__WHAT YOU SHOULD DO__. Pick each line containing "rainbow" out of the records.

====== DATASET RECORDS

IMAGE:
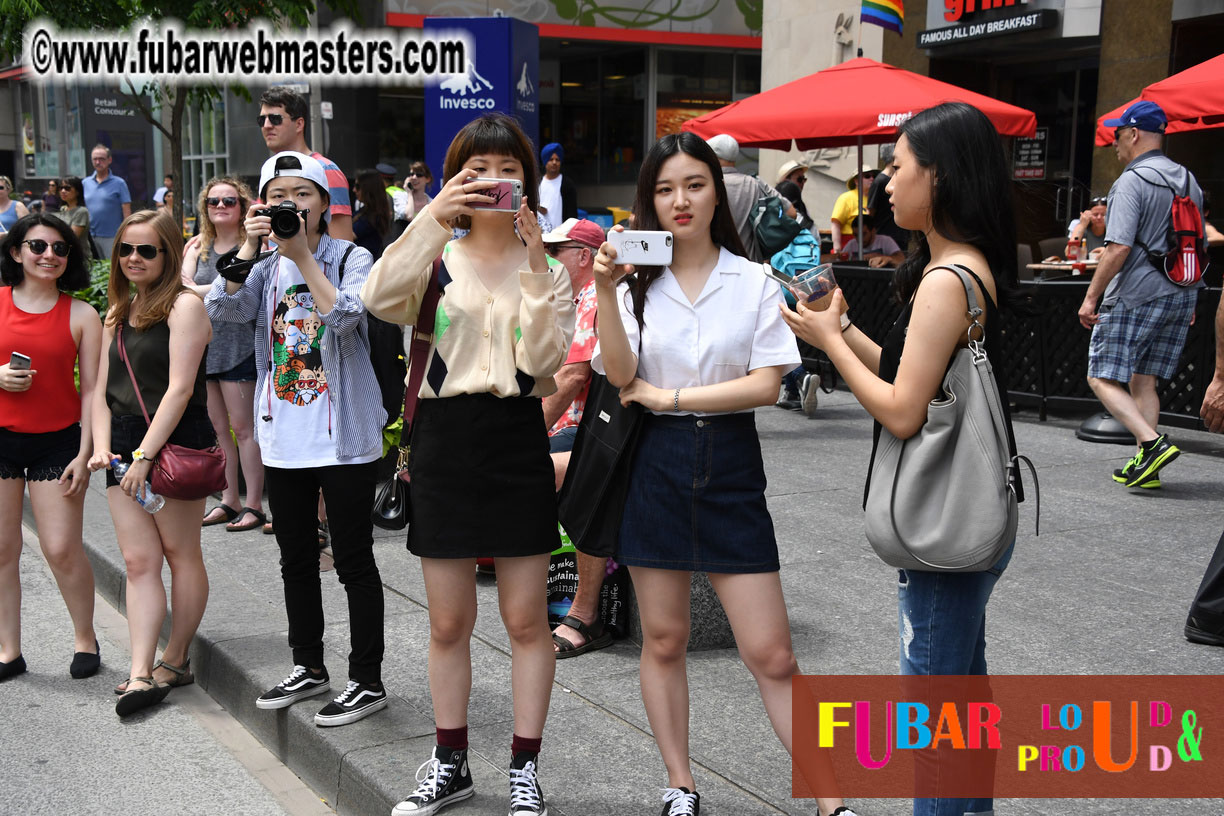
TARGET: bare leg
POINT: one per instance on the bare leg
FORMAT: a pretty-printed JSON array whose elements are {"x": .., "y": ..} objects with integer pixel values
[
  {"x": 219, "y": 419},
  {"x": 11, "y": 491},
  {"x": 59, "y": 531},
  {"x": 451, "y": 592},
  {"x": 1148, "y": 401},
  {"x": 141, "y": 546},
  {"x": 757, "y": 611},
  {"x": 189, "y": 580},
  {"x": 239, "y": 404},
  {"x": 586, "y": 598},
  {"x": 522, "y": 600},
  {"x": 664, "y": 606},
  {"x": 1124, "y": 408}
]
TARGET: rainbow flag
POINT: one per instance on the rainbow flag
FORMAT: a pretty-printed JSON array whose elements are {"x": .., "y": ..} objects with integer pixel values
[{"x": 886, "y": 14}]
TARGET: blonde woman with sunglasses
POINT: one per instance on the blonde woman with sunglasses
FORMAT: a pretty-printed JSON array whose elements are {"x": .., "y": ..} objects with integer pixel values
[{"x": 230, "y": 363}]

============

__SOLUTION TO THE PROBLEM__.
TARGET: rainbow flag
POINT: one per instance on the rainbow flag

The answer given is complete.